Direction A: Gather every line of the listing below that contains the string "leaf", copying each line in full. Matching is case-sensitive.

-- START OF Text segment --

On this blog site, you will be completing your reader response assignments. You will have 2-3 a week. Your information is safe; only the members of this class and I have access to this site. Do not pass out your log-in information.

Respond critically to each piece. You may also respond to your classmates' comments.

Make sure your comments are proper, respectful, polite, and meet the word count assigned with the article.

Have fun! :)

Friday, February 14, 2014

Black Men and Public Space

Black Men and Public Space -By Brent Staples

Read the essay below. Respond with 130-200 words.

Why do you think Staples shares this insight and these stories?

What does it say about society?

Is it showing a positive or negative picture?

Why is the picture this way?

In today's society, is this situation true to other races or creeds of people?

Don't forget your word count!

BLOG DUE TUESDAY, FEBRUARY 18th. 

Brent Staples. “Black Men and Public Space,”
Harpers Magazine. 1987.

“Black Men and Public Space”--Brent Staples (b. 1951) earned his Ph.D. in psychology from the University of Chicago and went on to become a journalist. The following essay originally appeared in Ms. Magazine in 1986, under the title "Just Walk On By." Staples revised it slightly for publication in Harper's a year later under the present title. The particular occasion for Staples's reflections is an incident that occurred for the first time in the mid-1970s, when he discovered that his mere presence on the street late at night was enough to frighten a young white woman. Recalling this incident leads him to reflect on issues of race, gender, and class in the United States. As you read, think about why Staples chose the new title, "Black Men and Public Space."

-- END OF Text segment --
-- START OF Data supplied --

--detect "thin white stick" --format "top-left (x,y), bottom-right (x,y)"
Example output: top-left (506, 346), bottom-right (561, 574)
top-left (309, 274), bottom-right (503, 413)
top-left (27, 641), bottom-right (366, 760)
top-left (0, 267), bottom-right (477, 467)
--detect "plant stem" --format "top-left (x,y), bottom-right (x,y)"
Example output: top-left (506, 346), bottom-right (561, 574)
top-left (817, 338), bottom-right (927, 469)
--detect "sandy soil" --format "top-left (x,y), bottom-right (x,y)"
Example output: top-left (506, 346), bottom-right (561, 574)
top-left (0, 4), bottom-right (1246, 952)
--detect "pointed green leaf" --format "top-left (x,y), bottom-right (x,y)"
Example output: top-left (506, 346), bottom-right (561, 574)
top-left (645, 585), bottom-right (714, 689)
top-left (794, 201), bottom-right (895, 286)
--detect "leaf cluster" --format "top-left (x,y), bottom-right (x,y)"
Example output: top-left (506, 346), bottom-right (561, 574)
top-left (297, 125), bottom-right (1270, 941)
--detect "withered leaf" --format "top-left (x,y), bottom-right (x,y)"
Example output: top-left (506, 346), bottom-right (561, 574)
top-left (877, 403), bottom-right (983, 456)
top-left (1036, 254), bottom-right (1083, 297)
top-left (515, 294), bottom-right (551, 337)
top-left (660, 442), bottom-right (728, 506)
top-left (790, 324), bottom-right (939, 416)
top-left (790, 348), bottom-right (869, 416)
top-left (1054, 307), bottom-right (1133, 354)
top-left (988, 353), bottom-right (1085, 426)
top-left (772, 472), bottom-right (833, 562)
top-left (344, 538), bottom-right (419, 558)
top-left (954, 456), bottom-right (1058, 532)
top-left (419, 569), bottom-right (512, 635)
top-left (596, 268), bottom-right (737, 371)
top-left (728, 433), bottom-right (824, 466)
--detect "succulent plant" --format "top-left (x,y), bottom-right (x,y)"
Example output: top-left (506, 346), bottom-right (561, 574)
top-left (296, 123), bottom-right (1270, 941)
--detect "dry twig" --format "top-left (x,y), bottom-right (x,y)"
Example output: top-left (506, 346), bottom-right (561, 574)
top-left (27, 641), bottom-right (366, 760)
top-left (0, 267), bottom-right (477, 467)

-- END OF Data supplied --

Direction B: Which questions does the class blog post ask students to think about when responding to the essay?

Result A:
--detect "pointed green leaf" --format "top-left (x,y), bottom-right (x,y)"
--detect "leaf cluster" --format "top-left (x,y), bottom-right (x,y)"
--detect "withered leaf" --format "top-left (x,y), bottom-right (x,y)"

Result B:
- Why do you think Staples shares this insight and these stories?
- What does it say about society?
- Is it showing a positive or negative picture?
- Why is the picture this way?
- In today's society, is this situation true to other races or creeds of people?